_Goal:_
Copy out everything in the Evergrande article from "Hui Ka Yan once" down to "over four years.", swapping "Monday" for "Tuesday".

_Selection:_
Hui Ka Yan once topped Forbes’ list of Asia’s wealthiest people with a $42.5 billion fortune. On Monday, he stood in a Shenzhen courtroom and pleaded guilty to fraud, bribery, and the illegal absorption of public deposits. Within 24 hours, China’s customs bureau published figures showing exports had slumped to their weakest growth in six months while imports surged to their strongest pace in over four years.
Two body blows, one day. Together they capture a Chinese economy squeezed between the reckoning it engineered at home and a conflict it didn’t invite from abroad.
The Property Reckoning Closes
The Shenzhen Intermediate People’s Court heard that Hui’s Evergrande — once China’s biggest real estate firm — had siphoned millions of dollars in pre-sale deposits from homebuyers into new projects rather than finishing the homes they had paid for. Hundreds of properties across China sit unfinished. At its collapse, Evergrande had around 1,300 projects spread across 280 cities.

_Record extracts:_
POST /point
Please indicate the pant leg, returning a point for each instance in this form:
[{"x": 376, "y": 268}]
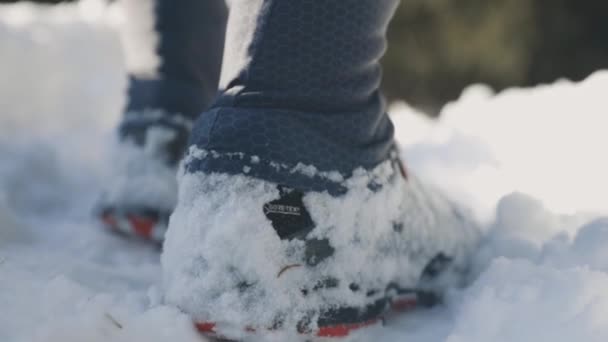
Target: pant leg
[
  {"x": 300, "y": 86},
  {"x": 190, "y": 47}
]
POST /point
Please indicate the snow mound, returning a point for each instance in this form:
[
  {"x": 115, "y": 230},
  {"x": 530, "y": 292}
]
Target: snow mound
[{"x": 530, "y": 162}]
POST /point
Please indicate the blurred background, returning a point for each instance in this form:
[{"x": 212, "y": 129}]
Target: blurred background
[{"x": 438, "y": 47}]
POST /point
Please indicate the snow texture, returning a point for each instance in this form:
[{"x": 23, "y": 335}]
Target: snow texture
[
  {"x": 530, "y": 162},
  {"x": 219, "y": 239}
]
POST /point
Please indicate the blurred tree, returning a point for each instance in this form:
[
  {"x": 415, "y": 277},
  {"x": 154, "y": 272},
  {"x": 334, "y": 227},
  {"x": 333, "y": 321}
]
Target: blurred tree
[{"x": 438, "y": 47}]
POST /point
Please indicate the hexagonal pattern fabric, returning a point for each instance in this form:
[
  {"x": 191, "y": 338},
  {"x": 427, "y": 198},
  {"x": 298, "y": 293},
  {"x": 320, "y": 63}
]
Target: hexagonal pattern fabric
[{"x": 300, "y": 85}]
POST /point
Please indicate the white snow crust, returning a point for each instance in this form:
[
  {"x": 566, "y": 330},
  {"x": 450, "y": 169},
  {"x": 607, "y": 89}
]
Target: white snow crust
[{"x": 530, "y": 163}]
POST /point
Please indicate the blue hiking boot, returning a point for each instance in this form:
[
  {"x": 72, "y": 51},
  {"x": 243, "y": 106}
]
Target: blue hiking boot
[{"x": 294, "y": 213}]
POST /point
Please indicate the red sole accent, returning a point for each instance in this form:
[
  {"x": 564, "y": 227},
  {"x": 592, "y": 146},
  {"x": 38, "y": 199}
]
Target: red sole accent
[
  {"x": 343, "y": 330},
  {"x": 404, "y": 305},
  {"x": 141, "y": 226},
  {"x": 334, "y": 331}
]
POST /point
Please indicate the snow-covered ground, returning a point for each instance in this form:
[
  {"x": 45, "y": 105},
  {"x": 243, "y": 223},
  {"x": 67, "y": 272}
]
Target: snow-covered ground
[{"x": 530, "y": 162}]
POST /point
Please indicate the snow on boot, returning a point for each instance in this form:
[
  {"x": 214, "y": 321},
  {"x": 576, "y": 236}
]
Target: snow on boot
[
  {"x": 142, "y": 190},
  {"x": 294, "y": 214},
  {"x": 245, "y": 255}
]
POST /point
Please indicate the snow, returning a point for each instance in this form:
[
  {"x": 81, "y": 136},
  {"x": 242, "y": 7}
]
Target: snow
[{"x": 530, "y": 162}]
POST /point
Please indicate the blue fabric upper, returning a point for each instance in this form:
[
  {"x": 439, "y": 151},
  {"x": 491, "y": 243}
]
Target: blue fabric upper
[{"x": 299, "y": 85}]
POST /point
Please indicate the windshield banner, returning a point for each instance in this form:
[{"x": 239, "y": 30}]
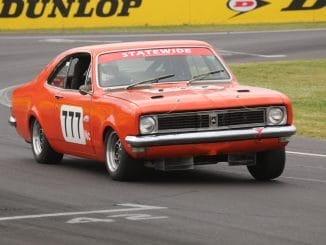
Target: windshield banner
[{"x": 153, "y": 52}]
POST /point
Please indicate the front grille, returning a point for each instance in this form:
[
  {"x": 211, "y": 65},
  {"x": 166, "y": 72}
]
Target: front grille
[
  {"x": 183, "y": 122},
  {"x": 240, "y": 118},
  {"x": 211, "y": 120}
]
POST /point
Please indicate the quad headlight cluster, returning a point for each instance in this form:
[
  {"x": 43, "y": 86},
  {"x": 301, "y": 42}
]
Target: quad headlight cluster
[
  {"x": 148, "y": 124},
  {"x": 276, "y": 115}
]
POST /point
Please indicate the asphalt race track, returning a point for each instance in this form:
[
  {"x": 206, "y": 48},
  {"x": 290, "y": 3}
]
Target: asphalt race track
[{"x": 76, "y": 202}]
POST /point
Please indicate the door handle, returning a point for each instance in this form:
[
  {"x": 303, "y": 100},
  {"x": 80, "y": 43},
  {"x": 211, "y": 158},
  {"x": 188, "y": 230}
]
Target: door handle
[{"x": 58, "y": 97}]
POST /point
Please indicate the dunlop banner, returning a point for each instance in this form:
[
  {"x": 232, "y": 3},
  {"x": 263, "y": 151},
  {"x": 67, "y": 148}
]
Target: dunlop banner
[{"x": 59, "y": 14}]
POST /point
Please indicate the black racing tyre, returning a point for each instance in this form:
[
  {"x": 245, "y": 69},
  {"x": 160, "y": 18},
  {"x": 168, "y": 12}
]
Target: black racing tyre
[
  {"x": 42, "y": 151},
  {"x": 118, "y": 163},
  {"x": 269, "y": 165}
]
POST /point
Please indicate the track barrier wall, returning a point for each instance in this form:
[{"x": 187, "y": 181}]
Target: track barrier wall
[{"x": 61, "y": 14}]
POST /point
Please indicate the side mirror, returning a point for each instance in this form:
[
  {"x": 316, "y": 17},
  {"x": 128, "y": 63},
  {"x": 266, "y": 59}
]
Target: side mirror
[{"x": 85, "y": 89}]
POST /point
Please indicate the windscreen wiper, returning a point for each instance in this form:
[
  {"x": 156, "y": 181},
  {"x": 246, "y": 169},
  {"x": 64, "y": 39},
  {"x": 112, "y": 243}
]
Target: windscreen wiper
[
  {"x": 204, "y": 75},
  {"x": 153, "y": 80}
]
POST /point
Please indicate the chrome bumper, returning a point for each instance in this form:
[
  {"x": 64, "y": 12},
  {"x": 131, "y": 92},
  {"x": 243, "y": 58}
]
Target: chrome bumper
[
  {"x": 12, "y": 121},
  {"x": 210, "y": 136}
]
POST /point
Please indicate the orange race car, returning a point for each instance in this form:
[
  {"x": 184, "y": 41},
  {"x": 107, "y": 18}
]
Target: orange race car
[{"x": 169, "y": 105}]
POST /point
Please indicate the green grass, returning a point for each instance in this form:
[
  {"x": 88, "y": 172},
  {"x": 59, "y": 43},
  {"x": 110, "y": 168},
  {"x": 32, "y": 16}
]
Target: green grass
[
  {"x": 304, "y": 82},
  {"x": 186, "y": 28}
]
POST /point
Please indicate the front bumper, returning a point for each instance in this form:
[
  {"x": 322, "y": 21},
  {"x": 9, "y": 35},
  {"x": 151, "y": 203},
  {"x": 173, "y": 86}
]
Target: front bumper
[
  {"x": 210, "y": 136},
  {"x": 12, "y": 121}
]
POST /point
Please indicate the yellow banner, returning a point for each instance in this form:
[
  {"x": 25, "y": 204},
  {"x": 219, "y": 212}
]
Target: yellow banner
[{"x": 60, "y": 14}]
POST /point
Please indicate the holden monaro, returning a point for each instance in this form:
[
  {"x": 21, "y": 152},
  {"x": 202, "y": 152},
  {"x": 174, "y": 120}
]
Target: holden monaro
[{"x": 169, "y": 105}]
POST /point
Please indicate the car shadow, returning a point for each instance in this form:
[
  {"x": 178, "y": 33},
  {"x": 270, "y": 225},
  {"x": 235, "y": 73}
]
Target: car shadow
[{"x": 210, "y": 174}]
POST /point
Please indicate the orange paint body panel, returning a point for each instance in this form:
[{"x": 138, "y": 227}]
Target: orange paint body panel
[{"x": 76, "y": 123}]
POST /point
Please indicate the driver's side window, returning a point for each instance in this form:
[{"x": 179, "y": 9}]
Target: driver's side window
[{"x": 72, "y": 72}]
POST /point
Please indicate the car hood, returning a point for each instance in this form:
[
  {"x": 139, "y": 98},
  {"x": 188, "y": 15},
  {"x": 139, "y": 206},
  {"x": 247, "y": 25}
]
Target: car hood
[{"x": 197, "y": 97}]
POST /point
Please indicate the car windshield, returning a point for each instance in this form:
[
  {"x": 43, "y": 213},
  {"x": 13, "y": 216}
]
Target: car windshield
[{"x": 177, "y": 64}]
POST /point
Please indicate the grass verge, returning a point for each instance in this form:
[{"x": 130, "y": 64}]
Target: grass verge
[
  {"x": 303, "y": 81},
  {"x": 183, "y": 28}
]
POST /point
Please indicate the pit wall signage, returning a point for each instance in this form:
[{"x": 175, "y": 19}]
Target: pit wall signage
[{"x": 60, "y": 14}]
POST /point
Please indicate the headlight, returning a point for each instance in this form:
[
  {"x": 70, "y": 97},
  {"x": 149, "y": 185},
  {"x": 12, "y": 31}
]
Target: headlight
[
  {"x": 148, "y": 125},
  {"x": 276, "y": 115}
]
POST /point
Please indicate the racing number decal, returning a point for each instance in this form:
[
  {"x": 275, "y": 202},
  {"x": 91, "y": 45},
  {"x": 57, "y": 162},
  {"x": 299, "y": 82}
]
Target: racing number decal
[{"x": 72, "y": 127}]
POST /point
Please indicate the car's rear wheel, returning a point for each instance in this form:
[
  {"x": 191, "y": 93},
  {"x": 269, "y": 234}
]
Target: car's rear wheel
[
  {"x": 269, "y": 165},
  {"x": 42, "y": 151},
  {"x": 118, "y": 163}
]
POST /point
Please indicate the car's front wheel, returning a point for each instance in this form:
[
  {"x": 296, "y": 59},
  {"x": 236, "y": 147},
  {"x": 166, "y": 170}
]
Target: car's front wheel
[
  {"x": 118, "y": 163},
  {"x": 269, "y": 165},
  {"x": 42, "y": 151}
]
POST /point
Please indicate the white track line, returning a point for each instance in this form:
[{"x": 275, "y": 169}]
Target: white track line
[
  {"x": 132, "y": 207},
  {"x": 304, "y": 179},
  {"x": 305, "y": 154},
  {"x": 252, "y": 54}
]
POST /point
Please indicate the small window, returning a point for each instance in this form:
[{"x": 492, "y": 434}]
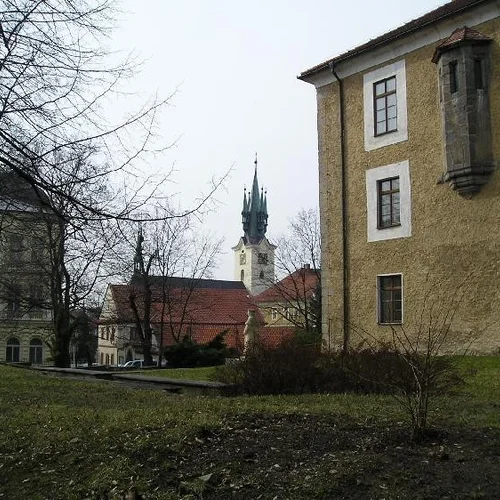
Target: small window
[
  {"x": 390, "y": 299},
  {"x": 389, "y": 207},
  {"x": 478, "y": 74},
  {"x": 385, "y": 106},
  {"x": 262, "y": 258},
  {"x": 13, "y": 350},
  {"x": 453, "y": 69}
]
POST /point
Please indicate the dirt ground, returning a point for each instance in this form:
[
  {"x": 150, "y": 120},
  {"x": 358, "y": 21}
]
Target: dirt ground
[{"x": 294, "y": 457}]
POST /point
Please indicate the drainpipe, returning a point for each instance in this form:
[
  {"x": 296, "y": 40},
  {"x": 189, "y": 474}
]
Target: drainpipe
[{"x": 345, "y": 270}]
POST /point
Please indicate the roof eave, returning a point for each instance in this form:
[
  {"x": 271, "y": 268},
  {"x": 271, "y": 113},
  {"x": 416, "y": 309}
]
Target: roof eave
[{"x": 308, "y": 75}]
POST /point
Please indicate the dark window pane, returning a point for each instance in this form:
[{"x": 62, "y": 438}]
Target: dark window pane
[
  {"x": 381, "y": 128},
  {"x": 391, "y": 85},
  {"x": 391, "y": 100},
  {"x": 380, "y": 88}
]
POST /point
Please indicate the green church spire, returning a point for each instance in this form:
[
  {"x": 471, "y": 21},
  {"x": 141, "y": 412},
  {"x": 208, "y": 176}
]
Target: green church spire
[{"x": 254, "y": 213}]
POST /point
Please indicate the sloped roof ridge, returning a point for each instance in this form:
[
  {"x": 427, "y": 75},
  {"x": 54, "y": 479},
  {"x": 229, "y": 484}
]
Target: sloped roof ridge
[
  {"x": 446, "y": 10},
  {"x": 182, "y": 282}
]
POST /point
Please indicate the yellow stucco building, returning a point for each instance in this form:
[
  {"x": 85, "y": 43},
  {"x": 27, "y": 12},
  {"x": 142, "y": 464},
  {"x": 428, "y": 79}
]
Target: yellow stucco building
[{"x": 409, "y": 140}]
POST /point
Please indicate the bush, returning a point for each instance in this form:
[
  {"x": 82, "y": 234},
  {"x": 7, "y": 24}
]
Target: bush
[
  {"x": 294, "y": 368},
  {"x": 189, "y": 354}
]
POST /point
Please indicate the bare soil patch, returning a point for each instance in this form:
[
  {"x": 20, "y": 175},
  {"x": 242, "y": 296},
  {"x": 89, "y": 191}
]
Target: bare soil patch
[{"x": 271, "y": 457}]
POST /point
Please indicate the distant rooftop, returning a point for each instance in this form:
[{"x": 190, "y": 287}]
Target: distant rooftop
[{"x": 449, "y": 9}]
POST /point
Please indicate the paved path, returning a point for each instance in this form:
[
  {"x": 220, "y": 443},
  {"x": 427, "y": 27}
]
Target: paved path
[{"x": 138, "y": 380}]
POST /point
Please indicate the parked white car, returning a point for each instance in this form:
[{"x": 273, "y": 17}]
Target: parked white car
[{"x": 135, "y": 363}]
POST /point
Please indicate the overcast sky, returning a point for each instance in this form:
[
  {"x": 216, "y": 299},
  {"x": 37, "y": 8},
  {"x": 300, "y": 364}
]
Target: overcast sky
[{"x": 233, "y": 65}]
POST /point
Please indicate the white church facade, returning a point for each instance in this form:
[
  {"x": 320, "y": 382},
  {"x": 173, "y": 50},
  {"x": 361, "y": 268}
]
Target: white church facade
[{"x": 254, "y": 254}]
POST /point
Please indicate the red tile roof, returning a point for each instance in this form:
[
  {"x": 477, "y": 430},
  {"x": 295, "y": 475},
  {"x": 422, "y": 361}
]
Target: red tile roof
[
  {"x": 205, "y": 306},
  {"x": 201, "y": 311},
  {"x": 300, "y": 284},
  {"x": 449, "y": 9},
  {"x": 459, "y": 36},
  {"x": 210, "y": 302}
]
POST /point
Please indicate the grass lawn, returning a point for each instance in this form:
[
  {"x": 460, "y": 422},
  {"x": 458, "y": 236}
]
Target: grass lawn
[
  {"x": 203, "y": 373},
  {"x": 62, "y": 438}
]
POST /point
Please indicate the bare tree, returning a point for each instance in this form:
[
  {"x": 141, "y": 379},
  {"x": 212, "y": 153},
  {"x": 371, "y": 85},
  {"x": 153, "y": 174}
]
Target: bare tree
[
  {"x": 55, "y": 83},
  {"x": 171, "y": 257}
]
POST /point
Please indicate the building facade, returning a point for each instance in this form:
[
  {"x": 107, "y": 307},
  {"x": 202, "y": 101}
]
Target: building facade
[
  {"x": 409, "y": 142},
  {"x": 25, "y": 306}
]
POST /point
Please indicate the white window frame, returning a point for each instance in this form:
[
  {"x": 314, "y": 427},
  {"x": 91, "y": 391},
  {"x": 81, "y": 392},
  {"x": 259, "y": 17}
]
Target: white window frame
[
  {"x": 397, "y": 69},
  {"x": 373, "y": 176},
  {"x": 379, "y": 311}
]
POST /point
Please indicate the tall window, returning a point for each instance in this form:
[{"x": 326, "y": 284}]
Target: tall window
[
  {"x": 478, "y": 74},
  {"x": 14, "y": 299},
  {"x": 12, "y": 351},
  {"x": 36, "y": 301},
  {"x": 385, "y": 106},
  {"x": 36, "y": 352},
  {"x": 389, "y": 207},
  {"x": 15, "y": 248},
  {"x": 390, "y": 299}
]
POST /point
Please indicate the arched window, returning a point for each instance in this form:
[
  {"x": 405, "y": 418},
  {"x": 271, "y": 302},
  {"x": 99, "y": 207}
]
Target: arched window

_Written answer:_
Hui Ka Yan once topped Forbes’ list of Asia’s wealthiest people with a $42.5 billion fortune. On Tuesday, he stood in a Shenzhen courtroom and pleaded guilty to fraud, bribery, and the illegal absorption of public deposits. Within 24 hours, China’s customs bureau published figures showing exports had slumped to their weakest growth in six months while imports surged to their strongest pace in over four years.